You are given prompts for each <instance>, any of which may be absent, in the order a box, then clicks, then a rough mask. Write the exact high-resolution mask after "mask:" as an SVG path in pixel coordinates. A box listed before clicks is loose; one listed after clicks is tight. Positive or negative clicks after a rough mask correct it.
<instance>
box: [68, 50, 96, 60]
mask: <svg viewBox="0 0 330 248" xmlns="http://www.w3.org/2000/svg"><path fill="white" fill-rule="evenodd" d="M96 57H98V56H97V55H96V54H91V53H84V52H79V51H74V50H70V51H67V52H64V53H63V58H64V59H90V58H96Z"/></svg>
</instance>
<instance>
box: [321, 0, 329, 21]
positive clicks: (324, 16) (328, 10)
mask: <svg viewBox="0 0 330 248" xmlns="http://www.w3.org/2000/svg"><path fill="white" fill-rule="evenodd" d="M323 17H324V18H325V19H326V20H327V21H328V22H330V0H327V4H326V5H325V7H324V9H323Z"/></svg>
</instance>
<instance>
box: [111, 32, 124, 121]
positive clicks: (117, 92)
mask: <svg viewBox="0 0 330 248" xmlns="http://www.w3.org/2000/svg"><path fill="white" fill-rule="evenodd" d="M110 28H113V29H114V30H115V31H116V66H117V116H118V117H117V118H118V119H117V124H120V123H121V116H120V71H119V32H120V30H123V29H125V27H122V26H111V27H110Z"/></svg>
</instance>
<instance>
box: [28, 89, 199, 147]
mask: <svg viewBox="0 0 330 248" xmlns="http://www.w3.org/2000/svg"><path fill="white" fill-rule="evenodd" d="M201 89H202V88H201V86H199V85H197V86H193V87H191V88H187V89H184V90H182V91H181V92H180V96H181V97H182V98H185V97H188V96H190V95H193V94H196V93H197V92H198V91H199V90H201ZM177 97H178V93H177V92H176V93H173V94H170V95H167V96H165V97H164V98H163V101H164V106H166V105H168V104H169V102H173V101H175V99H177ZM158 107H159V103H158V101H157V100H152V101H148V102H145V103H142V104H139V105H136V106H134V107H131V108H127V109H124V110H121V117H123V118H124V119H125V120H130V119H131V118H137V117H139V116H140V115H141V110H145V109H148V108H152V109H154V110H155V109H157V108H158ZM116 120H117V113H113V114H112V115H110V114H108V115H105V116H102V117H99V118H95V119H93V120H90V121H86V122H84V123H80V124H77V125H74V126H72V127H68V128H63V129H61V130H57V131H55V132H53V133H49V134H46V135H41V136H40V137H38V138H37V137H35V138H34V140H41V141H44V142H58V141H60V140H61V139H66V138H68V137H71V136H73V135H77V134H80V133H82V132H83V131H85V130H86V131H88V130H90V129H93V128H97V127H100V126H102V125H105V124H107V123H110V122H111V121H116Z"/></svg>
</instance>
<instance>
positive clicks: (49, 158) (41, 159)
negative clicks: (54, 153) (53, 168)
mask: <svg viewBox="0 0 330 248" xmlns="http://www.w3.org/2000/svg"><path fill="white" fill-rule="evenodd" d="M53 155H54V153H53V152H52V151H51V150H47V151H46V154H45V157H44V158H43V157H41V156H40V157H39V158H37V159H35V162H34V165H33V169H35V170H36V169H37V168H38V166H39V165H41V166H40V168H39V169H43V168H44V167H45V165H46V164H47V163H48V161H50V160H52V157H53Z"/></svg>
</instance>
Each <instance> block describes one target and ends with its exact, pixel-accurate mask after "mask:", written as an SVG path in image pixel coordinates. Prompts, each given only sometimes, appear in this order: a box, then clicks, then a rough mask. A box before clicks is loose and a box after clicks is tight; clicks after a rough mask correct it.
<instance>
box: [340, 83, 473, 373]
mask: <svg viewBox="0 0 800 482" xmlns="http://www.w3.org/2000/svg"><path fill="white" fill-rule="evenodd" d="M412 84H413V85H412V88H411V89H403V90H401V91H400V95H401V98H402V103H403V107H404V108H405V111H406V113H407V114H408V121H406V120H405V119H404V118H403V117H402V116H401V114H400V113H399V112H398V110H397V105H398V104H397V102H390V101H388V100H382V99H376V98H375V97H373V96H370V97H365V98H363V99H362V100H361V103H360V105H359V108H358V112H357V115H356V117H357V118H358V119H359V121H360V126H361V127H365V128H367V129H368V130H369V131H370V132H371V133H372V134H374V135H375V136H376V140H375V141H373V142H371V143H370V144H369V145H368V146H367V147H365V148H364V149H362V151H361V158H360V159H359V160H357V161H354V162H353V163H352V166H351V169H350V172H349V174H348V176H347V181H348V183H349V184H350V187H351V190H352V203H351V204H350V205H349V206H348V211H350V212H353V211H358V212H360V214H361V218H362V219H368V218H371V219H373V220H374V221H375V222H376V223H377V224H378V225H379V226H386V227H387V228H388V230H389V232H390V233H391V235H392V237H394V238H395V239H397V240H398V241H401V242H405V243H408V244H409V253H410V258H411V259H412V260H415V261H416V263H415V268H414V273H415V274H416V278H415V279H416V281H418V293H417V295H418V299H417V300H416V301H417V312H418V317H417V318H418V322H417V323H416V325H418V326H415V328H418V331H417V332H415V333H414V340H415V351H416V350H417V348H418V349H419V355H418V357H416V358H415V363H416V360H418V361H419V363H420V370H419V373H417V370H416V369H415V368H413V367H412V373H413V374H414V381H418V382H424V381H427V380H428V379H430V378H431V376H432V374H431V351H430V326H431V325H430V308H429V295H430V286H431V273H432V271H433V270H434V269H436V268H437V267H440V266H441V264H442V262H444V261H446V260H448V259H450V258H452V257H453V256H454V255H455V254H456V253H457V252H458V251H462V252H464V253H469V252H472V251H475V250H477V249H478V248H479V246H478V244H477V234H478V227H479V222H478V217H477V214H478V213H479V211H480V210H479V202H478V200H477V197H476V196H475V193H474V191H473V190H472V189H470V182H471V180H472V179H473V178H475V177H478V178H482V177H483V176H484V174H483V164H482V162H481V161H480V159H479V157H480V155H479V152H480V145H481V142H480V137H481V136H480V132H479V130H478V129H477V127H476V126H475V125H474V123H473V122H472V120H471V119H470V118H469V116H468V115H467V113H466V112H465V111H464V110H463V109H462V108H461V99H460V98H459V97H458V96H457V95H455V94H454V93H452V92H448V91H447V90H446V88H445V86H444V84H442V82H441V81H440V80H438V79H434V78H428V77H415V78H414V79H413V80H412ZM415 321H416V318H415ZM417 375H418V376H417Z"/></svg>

.....

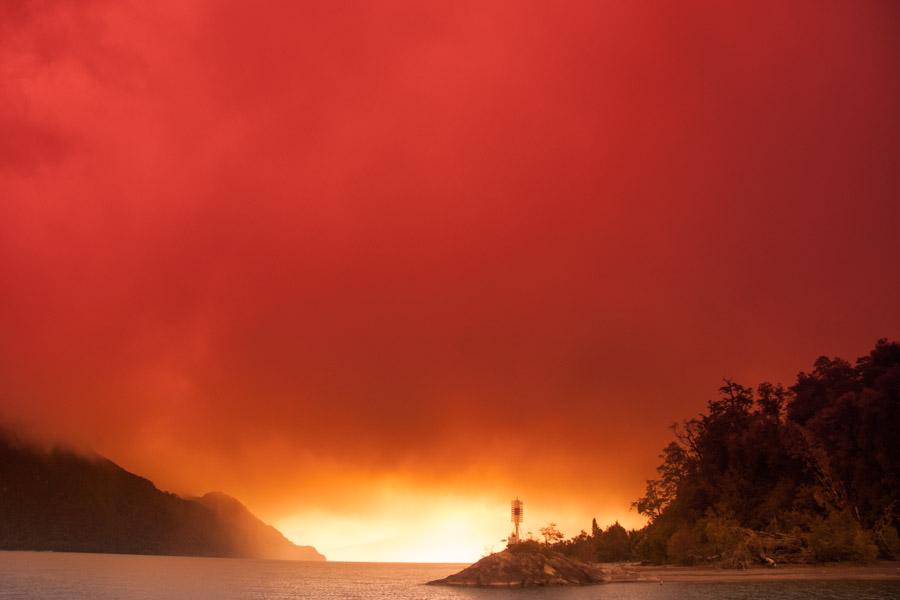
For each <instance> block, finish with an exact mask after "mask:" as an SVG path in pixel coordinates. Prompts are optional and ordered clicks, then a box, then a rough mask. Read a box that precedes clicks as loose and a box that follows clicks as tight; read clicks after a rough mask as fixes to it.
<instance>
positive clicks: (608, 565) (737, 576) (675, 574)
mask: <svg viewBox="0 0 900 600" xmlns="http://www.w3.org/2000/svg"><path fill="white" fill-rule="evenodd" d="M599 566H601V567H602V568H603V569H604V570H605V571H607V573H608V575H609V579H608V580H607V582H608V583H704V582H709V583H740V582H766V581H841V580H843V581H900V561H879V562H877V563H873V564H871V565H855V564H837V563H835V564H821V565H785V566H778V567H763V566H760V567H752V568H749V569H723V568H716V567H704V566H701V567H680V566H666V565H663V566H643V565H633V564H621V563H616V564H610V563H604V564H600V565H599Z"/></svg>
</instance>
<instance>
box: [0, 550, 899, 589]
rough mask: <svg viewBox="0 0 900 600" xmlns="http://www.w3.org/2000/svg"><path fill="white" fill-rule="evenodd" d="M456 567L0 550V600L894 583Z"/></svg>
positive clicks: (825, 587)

.....

## Task description:
Count the lines of the records that contain the string "negative", treating case as significant, and give only the number.

## Written solution:
2